• _Activity list_:
- A) According to the PFL playoffs excerpt, how long did it take Sadibou Sy to knock out David Michaud in Michaud's PFL debut?
- B) Repeat word for word the passage of the PFL playoffs excerpt that begins at "Against the explosive" and ends after "in a hurry.".

• _Excerpt provided_:
[Start of Attachment]
Still, the first night of the PFL playoffs set up some good matchups for New Year’s Eve, with more to come in the next three weeks. And in the end, that’s a win.
Welterweight final: No. 5 seed David Michaud vs No. 6 Ray Cooper III
The 2019 PFL season is one fight away from ending a whole lot better for Michaud than it started. Back in May, he made his PFL debut against Sadibou Sy, and he didn’t get much time to make a good impression. Sy knocked him out with a body kick in just 17 seconds. But then Michaud earned a playoff spot by scoring a first-round KO of his own, and on Friday, in both of his fights, he showed off his well-roundedness and the discipline to stick to what is working.
Against the explosive Cooper, he is going to have to control distance and find safe entry points to make it a rugged clinch and grappling battle. He’s going to have to wear down Cooper, and take some of the oomph off of those power punches. That will test how well-rounded and disciplined Michaud (18-5) truly is.
Cooper (20-7), who lost in last year’s final to Magomed Magomedkerimov, had been aiming for a rematch with the Dagestani, but that matchup fell apart when Magomedkerimov became sick after his quarterfinal win. Cooper adjusted well to a change of opponent and the letdown that comes with learning that a shot at revenge isn’t coming after all. The prospect of a cool $1 million payday can soothe feelings like that in a hurry.
Cooper showed poise and maturity in both of his fights on Friday. That’s a good sign for a guy who sometimes, in the past, has been a wild man in the cage, for better or worse. If this disciplined approach carries over to New Year’s Eve, Cooper is going to be a handful.
Women’s lightweight final: No. 2 Kayla Harrison vs. No. 4 Larissa Pacheco
This is not the finale the PFL had been banking on all season, but it’s a fitting one. First of all, Pacheco earned her spot by beating up No. 1 seed Sarah Kaufman, who was finally exposed as a bantamweight in a lightweight’s domain. Who’s to say if Harrison would have done the same if a much-anticipated matchup with the UFC veteran had come to be? But the more important question now is not a hypothetical. It has to do with what’s real: Harrison vs. Pacheco, a rematch of the only fight this season Harrison did not finish in the first round.
[End of Attachment]
• _Image-grounded pointing listing_:
[Start of Attachment]
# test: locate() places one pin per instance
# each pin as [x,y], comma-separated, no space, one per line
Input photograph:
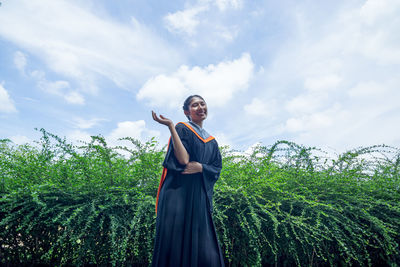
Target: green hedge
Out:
[284,205]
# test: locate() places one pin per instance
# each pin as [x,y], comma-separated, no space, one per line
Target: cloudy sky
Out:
[319,73]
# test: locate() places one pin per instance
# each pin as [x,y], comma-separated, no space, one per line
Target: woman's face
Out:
[197,110]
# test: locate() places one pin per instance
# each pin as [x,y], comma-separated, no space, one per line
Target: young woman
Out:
[185,232]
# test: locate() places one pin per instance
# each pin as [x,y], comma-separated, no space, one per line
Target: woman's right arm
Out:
[179,149]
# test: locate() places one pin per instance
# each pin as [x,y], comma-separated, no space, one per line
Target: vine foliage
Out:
[282,205]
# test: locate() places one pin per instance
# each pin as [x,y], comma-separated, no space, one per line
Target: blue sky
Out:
[319,73]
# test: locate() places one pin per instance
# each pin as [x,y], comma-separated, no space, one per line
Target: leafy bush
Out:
[64,204]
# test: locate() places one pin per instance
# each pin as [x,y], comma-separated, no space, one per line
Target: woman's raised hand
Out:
[162,119]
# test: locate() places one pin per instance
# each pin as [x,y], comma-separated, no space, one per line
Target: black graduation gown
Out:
[185,232]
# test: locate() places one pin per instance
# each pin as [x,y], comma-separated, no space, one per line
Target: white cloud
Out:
[59,88]
[225,4]
[216,83]
[259,107]
[325,82]
[6,103]
[337,79]
[184,21]
[86,124]
[200,19]
[20,61]
[78,44]
[134,129]
[374,10]
[20,139]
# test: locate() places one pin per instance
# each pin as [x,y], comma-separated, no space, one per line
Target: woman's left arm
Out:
[193,167]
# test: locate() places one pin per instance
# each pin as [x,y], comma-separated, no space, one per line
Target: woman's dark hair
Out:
[186,104]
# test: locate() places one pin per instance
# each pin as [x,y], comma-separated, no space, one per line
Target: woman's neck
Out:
[200,123]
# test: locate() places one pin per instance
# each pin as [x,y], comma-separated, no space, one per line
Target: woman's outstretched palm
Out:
[161,119]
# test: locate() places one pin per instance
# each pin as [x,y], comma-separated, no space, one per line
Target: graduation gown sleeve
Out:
[211,173]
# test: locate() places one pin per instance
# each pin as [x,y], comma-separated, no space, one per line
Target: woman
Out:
[185,232]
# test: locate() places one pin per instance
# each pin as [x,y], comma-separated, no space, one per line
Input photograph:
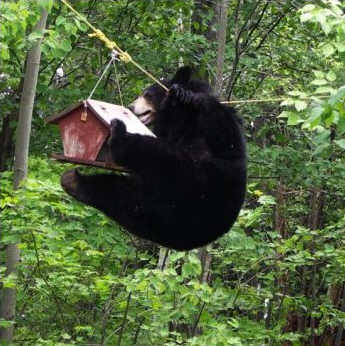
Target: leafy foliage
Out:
[278,277]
[End of Attachment]
• _Answers to the exercises_:
- A) 17 seconds.

- B)
Against the explosive Cooper, he is going to have to control distance and find safe entry points to make it a rugged clinch and grappling battle. He’s going to have to wear down Cooper, and take some of the oomph off of those power punches. That will test how well-rounded and disciplined Michaud (18-5) truly is.
Cooper (20-7), who lost in last year’s final to Magomed Magomedkerimov, had been aiming for a rematch with the Dagestani, but that matchup fell apart when Magomedkerimov became sick after his quarterfinal win. Cooper adjusted well to a change of opponent and the letdown that comes with learning that a shot at revenge isn’t coming after all. The prospect of a cool $1 million payday can soothe feelings like that in a hurry.